### [Task to complete]
Each entry below is to be printed verbatim.

### [Records for the exercise]
☆ ☆ ☆ ☆ ☆

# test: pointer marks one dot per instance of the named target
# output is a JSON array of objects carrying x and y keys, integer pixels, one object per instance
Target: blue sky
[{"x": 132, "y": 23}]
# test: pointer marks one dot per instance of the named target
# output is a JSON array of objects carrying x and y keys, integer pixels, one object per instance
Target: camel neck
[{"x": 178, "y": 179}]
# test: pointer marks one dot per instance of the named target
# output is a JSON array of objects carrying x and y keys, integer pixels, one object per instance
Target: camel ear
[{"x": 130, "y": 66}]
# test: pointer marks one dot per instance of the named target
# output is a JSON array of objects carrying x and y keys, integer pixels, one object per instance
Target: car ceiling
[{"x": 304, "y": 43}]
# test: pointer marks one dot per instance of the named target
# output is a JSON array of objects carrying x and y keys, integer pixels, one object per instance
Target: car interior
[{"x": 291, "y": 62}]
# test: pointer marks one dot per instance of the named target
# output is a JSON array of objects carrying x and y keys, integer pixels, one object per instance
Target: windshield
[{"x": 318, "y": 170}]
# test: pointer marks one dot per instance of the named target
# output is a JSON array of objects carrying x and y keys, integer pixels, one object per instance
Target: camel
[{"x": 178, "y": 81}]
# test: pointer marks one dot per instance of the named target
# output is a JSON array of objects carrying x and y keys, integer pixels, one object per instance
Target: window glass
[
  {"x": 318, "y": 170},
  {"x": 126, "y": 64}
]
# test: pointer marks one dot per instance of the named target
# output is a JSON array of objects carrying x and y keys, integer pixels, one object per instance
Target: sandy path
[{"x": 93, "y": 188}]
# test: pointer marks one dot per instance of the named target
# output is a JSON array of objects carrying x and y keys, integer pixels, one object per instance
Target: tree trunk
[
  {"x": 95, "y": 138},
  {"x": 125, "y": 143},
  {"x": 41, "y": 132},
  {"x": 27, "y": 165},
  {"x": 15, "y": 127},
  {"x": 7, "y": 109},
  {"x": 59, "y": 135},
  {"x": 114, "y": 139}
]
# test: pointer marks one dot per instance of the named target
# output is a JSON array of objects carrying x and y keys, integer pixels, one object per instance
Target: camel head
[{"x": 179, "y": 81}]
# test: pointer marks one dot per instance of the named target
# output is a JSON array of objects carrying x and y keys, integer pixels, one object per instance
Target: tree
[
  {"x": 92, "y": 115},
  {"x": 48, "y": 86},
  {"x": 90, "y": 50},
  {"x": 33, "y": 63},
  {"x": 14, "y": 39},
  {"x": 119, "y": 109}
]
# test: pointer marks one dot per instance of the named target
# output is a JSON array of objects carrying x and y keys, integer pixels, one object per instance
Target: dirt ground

☆ ☆ ☆ ☆ ☆

### [Output for this exercise]
# test: pointer marks one dot per instance of the named target
# output is a JSON array of objects carrying x and y keys, integer pixels, one object per instance
Target: blue sky
[{"x": 132, "y": 23}]
# test: pointer marks one dot per instance of the named target
# output is a JSON array of objects carrying x and y keys, integer pixels, one object per instance
Target: camel neck
[{"x": 178, "y": 179}]
# test: pointer marks one dot per instance of the named target
# output is a JSON array of objects carrying x and y keys, integer pixels, one object per instance
Target: camel ear
[{"x": 130, "y": 66}]
# test: pointer marks one dot per instance of the named target
# output is a JSON array of objects carrying x and y keys, integer pixels, one object per instance
Target: car ceiling
[{"x": 304, "y": 43}]
# test: pointer marks one dot per instance of the named target
# output is a JSON array of objects carrying x and y keys, integer pixels, one object per instance
Target: car interior
[{"x": 291, "y": 62}]
# test: pointer marks one dot per instance of the named target
# output is a JSON array of objects carrying x and y keys, integer pixels, one object per instance
Target: windshield
[{"x": 318, "y": 170}]
# test: pointer marks one dot per instance of the named target
# output is a JSON array of objects carrying x and y keys, integer pixels, one object per instance
Target: camel
[{"x": 178, "y": 81}]
# test: pointer marks one dot per instance of the named target
# output is a JSON array of objects carrying x and y keys, integer pixels, one object per instance
Target: window glass
[
  {"x": 318, "y": 170},
  {"x": 126, "y": 64}
]
# test: pointer marks one dot per instance of the named target
# output is a JSON array of objects carrying x and y keys, integer pixels, one object per instance
Target: sandy path
[{"x": 93, "y": 188}]
# test: pointer marks one dot per instance of the named target
# output is a JSON array of objects carrying x and y keys, integer pixels, one object per instance
Target: tree trunk
[
  {"x": 95, "y": 138},
  {"x": 125, "y": 143},
  {"x": 41, "y": 132},
  {"x": 27, "y": 165},
  {"x": 15, "y": 127},
  {"x": 7, "y": 109},
  {"x": 59, "y": 135},
  {"x": 114, "y": 139}
]
# test: pointer marks one dot per instance of the named target
# output is a JSON array of objects carrying x and y keys, integer pixels, one object per instance
Target: camel head
[{"x": 179, "y": 81}]
# test: pointer marks one dot per instance of the named target
# output is a JSON array of objects carrying x and y keys, integer pixels, one object per instance
Target: tree
[
  {"x": 92, "y": 115},
  {"x": 48, "y": 86},
  {"x": 90, "y": 50},
  {"x": 33, "y": 63},
  {"x": 14, "y": 39},
  {"x": 119, "y": 109}
]
# test: pointer marks one dot per instance of the named target
# output is a JSON array of objects carrying x and y keys, integer pixels, one object per instance
Target: dirt ground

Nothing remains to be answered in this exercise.